▶ [WHAT TO WORK ON]: Copy out the article on the Mykolaiv shipyard word for word, from its headline to its final sentence.

▶ [GIVEN PASSAGE]:
§ §

Ukrainian Government and Ukroboronprom Deadlocked Over Debt and Production Problems at Mykolaiv Shipyard

Publication: Eurasia Daily Monitor Volume: 15 Issue: 2

The Slava-class missile cruiser Ukrayina rusting in port (Source: Vladislav Sobel)

Where there is bureaucracy and waste, inevitably there has been the opportunity for on-going corruption. And such a situation is only aggravated by misplaced state secrecy. In Ukraine, there perhaps has been no greater symbol of on-going poor decision making, planning, bureaucracy and waste than the Ukrainian naval vessel Ukrayina.

The Ukrayina, a Slava-class missile cruiser, formerly known as the Admiral Flota Lobov, or Project 1164, was laid down in 1983 and launched in 1990, as the Soviet Union imploded. Docked in the Mykolaiv North Shipyard, formerly known as the 61 Communards Plant, this Soviet cruiser was designed to accommodate anti-ship, anti-submarine, anti-air and electronic fire control systems (, February 1, 2011).

In 1993 The Russian Navy disavowed claims to the cruiser, passing it to the Ukrainian Navy at a time when neither country was in a financial position to complete and commission the vessel. Project 1164 was thus never completed. It remains docked at the Mykolaiv Shipyard in a state of permanent preventative maintenance (, February 1, 2011).

§ §

▶ [GIVEN MATERIAL]:

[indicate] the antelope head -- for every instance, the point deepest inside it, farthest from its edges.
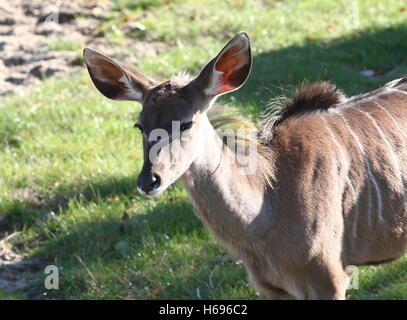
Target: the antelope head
(173, 120)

§ §

▶ [ANSWER TO THE TASK]:
Ukrainian Government and Ukroboronprom Deadlocked Over Debt and Production Problems at Mykolaiv Shipyard

Publication: Eurasia Daily Monitor Volume: 15 Issue: 2

The Slava-class missile cruiser Ukrayina rusting in port (Source: Vladislav Sobel)

Where there is bureaucracy and waste, inevitably there has been the opportunity for on-going corruption. And such a situation is only aggravated by misplaced state secrecy. In Ukraine, there perhaps has been no greater symbol of on-going poor decision making, planning, bureaucracy and waste than the Ukrainian naval vessel Ukrayina.

The Ukrayina, a Slava-class missile cruiser, formerly known as the Admiral Flota Lobov, or Project 1164, was laid down in 1983 and launched in 1990, as the Soviet Union imploded. Docked in the Mykolaiv North Shipyard, formerly known as the 61 Communards Plant, this Soviet cruiser was designed to accommodate anti-ship, anti-submarine, anti-air and electronic fire control systems (, February 1, 2011).

In 1993 The Russian Navy disavowed claims to the cruiser, passing it to the Ukrainian Navy at a time when neither country was in a financial position to complete and commission the vessel. Project 1164 was thus never completed. It remains docked at the Mykolaiv Shipyard in a state of permanent preventative maintenance (, February 1, 2011).